- SOURCE DOCUMENT:
* START *
Custom autograd function breaking computation graph

I have the following autograd function that causes the tensors to lost their grad_fn:

class Combine(torch.autograd.Function):
@staticmethod
def forward(ctx, tensors, machine_mapping, dim):
org_devices =
tensors_on_mm =

    for tensor in tensors:
        org_devices.append(tensor.device)
        tensor = tensor.to(machine_mapping[0])
        tensors_on_mm.append(tensor)
      
    ctx.org_devices = org_devices
    ctx.dim = dim
    
    res = torch.cat(tensors_on_mm, dim)

    return res

@staticmethod
def backward(ctx, grad):
    chunks = torch.chunk(grad, len(ctx.org_devices), ctx.dim)

    grads = []
    for machine, chunk in zip(ctx.org_devices, chunks):
        chunk = chunk.to(machine)
        grads.append(chunk)
    
    return tuple(grads), None, None

Just some context, this function is utilized in a distributed training setup where tensors that are on different GPUs can be combined together.

My understanding is that this issue happens because of the tensor.to(machine_mapping[0]) line. However, whenever I implement this same functionality outside of the custom.autograd function, it works fine. I am curious as to why such an operation is causing an issue and is there anyway to work around it. I do need to stick to the custom function because, as mentioned earlier, this is a distributed training setup that requires tensors to be moved to and from devices in their forward and backward pass.

Hi,
Custom autograd.Function does not look for tensors that require grad within list inputs.
You might be interested in something like pytreeify decorators · Issue #96337 · pytorch/pytorch · GitHub

1 Like

Hi kr!

As @soulitzer notes, autograd doesn’t know to drill down into the tuple to discover that
is contains tensors whose .grads should be tracked. You need to pass your custom
autograd function explicit tensor arguments so that autograd will see them.

You can use python’s *args syntax to pass in a variable number of such arguments
(as I presume is your use case).

Here is a script containing a tweaked version of your custom function:

import torch
print (torch.__version__)

class Combine(torch.autograd.Function):
    @staticmethod
    # def forward(ctx, tensors, machine_mapping, dim):
    def forward(ctx, machine_mapping, dim, *tensors):
        org_devices = []
        tensors_on_mm = []
        
        for tensor in tensors:
            org_devices.append(tensor.device)
            tensor = tensor.to(machine_mapping[0])
            tensors_on_mm.append(tensor)
        
        ctx.org_devices = org_devices
        ctx.dim = dim
        
        res = torch.cat(tensors_on_mm, dim)
        
        return res
    
    @staticmethod
    def backward(ctx, grad):
        chunks = torch.chunk(grad, len(ctx.org_devices), ctx.dim)
* END *
- CHALLENGE 1: Could you duplicate the passage of the autograd thread from "grads.append(chunk)" to "and backward pass."?
- CHALLENGE 2: Which lines in the entries contain the string "refrigerator"? Show every such line in full, with case counting in the match.
The autograd thread and the entries below it have no connection to each other.

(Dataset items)
* START *
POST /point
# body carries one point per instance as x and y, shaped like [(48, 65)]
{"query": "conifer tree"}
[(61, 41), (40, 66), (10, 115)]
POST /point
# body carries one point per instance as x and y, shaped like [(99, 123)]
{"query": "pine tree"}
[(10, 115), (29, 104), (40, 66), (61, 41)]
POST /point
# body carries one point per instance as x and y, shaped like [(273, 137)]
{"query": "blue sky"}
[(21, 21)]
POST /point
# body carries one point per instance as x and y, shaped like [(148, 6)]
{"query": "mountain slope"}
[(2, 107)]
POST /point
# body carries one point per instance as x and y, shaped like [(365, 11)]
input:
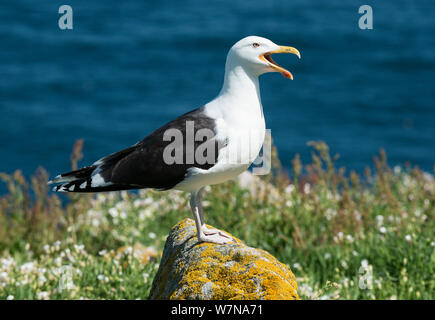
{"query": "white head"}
[(254, 55)]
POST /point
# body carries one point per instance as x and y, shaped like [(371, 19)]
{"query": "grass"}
[(344, 236)]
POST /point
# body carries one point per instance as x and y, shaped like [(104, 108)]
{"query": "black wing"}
[(144, 165)]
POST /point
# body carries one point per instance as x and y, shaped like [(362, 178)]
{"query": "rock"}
[(192, 270)]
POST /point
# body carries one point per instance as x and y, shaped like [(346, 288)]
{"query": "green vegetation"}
[(344, 236)]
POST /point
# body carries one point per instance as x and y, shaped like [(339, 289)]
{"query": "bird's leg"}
[(205, 234), (201, 212)]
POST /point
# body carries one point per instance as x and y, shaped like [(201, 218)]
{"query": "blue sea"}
[(128, 67)]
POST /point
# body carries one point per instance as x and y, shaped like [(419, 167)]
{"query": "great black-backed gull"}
[(206, 146)]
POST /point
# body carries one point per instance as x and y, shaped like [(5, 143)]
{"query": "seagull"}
[(206, 146)]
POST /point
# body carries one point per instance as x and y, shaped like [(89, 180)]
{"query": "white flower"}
[(27, 267), (3, 276), (103, 278), (43, 295), (289, 189), (307, 188), (113, 212)]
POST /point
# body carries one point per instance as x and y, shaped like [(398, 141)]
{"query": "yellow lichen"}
[(232, 271)]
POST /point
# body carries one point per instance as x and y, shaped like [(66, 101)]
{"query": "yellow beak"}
[(282, 49)]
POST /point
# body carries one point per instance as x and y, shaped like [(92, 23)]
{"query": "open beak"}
[(282, 49)]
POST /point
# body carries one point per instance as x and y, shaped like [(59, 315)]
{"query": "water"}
[(129, 66)]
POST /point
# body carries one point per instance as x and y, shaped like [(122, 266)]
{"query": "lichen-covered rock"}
[(192, 270)]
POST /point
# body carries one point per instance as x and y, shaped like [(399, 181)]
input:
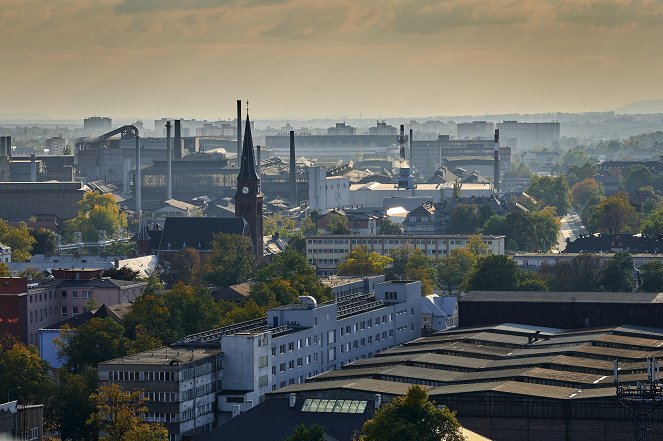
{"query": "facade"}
[(23, 200), (179, 383), (236, 366), (248, 198), (429, 156), (475, 129), (327, 192), (25, 308), (525, 136), (507, 382), (326, 252), (5, 254)]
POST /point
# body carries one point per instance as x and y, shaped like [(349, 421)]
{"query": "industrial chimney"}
[(496, 162), (179, 154), (239, 131), (169, 166), (293, 171)]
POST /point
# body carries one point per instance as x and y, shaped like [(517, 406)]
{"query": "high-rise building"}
[(248, 197)]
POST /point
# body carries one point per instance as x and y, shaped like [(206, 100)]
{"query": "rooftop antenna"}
[(641, 398)]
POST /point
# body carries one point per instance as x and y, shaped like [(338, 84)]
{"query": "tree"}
[(98, 212), (551, 191), (231, 261), (464, 219), (651, 276), (96, 341), (18, 238), (614, 213), (117, 414), (653, 223), (22, 371), (386, 227), (301, 432), (493, 273), (123, 273), (338, 225), (585, 191), (359, 262), (618, 274), (278, 224), (44, 241), (412, 417), (183, 266)]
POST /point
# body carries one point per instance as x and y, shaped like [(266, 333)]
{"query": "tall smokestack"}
[(169, 166), (410, 142), (239, 131), (258, 163), (293, 171), (33, 168), (178, 139), (496, 162)]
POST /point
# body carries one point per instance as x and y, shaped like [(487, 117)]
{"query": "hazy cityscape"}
[(282, 220)]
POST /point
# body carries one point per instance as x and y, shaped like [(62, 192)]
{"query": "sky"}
[(327, 58)]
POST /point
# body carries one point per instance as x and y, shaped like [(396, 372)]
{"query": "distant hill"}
[(644, 106)]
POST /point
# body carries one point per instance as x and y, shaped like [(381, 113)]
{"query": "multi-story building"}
[(326, 252), (429, 156), (524, 136), (228, 370), (25, 308), (475, 129)]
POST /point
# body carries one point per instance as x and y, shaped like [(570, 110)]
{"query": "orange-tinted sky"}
[(329, 58)]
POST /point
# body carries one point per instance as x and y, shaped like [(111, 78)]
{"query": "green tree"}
[(653, 223), (464, 219), (618, 274), (279, 224), (614, 213), (386, 227), (22, 371), (412, 417), (551, 191), (183, 266), (98, 212), (44, 241), (301, 432), (117, 415), (651, 276), (585, 191), (492, 273), (18, 238), (231, 261), (96, 341), (123, 273), (338, 225), (359, 262)]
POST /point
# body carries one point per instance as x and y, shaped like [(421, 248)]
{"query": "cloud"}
[(156, 6), (425, 17), (607, 14)]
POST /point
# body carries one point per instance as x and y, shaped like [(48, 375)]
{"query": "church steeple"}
[(248, 197), (247, 168)]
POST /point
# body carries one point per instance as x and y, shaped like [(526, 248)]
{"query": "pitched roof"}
[(198, 232), (248, 165)]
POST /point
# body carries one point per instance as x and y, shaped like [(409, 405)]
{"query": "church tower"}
[(248, 197)]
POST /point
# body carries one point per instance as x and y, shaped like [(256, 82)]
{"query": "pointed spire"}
[(247, 168)]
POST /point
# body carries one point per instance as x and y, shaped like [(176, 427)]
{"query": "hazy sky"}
[(329, 58)]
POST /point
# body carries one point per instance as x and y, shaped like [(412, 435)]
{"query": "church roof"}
[(247, 168)]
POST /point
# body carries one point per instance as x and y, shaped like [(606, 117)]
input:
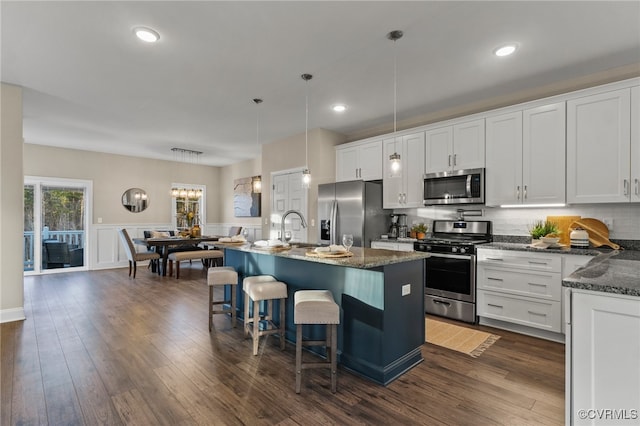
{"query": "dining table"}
[(163, 244)]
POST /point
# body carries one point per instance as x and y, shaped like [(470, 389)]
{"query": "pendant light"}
[(256, 181), (395, 157), (306, 173)]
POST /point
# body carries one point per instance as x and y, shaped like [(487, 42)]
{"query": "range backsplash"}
[(516, 222)]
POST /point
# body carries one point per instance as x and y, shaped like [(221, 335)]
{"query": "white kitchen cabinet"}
[(525, 156), (603, 359), (392, 245), (456, 147), (361, 161), (522, 288), (404, 188), (603, 156)]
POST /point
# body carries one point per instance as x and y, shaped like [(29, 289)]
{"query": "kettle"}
[(579, 238)]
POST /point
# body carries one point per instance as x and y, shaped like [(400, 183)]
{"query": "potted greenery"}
[(541, 229), (419, 231)]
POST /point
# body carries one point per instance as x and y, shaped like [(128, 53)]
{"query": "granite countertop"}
[(363, 258), (560, 250), (615, 272)]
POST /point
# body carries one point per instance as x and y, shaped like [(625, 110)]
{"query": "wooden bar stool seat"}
[(316, 307), (263, 288), (222, 276)]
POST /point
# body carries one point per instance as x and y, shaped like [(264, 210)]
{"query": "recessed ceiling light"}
[(146, 34), (506, 49)]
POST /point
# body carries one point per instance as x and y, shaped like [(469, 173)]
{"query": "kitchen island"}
[(602, 317), (380, 294)]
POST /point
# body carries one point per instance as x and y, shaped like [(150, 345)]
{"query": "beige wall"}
[(11, 204), (228, 174), (113, 174), (289, 154)]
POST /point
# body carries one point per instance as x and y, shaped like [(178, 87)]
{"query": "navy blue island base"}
[(380, 293)]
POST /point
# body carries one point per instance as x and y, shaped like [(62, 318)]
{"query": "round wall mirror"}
[(135, 200)]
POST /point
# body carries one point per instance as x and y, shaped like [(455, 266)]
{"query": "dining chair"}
[(132, 254)]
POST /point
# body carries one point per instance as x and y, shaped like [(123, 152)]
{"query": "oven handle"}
[(454, 256)]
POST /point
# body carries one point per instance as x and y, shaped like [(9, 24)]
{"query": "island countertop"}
[(615, 272), (363, 258)]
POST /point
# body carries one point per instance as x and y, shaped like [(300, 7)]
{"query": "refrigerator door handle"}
[(334, 222)]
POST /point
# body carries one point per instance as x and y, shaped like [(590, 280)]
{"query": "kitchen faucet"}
[(284, 216)]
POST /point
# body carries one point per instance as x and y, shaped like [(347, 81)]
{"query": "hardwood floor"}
[(100, 348)]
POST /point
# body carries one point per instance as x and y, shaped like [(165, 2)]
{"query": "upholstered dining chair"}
[(132, 254)]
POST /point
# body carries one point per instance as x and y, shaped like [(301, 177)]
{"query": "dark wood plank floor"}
[(100, 348)]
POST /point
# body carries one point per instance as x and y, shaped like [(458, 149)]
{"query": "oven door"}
[(452, 276)]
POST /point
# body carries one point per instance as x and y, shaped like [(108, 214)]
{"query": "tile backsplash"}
[(625, 217)]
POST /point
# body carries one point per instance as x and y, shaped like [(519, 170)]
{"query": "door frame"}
[(38, 182)]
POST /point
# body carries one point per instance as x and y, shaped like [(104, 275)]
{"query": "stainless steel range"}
[(450, 284)]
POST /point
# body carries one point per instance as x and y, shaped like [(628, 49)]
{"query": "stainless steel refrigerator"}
[(353, 207)]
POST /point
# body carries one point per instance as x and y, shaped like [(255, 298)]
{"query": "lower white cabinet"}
[(388, 245), (603, 359), (520, 287)]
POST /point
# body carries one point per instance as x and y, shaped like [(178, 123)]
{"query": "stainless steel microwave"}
* END *
- EXPECTED ANSWER 1:
grads.append(chunk)
    
    return tuple(grads), None, None

Just some context, this function is utilized in a distributed training setup where tensors that are on different GPUs can be combined together.

My understanding is that this issue happens because of the tensor.to(machine_mapping[0]) line. However, whenever I implement this same functionality outside of the custom.autograd function, it works fine. I am curious as to why such an operation is causing an issue and is there anyway to work around it. I do need to stick to the custom function because, as mentioned earlier, this is a distributed training setup that requires tensors to be moved to and from devices in their forward and backward pass.

- EXPECTED ANSWER 2:
{"query": "refrigerator door handle"}
{"query": "stainless steel refrigerator"}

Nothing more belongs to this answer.